Source records —
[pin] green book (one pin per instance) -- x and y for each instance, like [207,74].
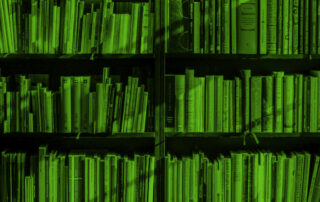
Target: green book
[245,76]
[305,180]
[233,27]
[313,9]
[288,98]
[236,176]
[238,105]
[256,98]
[225,111]
[42,174]
[227,178]
[263,26]
[299,176]
[285,27]
[306,104]
[219,84]
[317,74]
[247,23]
[186,178]
[290,27]
[278,101]
[197,104]
[232,106]
[295,29]
[196,27]
[190,100]
[225,26]
[101,107]
[210,104]
[280,172]
[301,26]
[219,26]
[306,26]
[212,24]
[85,110]
[313,104]
[267,104]
[66,104]
[76,104]
[272,38]
[280,27]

Work instructions — All the lines above should be reproduced exactly, and none of the pictures.

Answer space —
[pin] green book (one pin per instance) -- x and y for each instance, like [207,74].
Target: green book
[245,76]
[305,180]
[233,27]
[313,9]
[288,98]
[236,176]
[238,105]
[256,98]
[225,111]
[42,174]
[227,178]
[263,26]
[299,176]
[285,27]
[306,104]
[219,84]
[317,74]
[247,23]
[186,178]
[290,27]
[278,101]
[197,104]
[232,106]
[295,29]
[196,27]
[190,100]
[225,26]
[101,107]
[210,104]
[280,172]
[301,26]
[219,26]
[306,26]
[212,24]
[85,110]
[313,104]
[267,104]
[66,104]
[76,104]
[272,38]
[280,27]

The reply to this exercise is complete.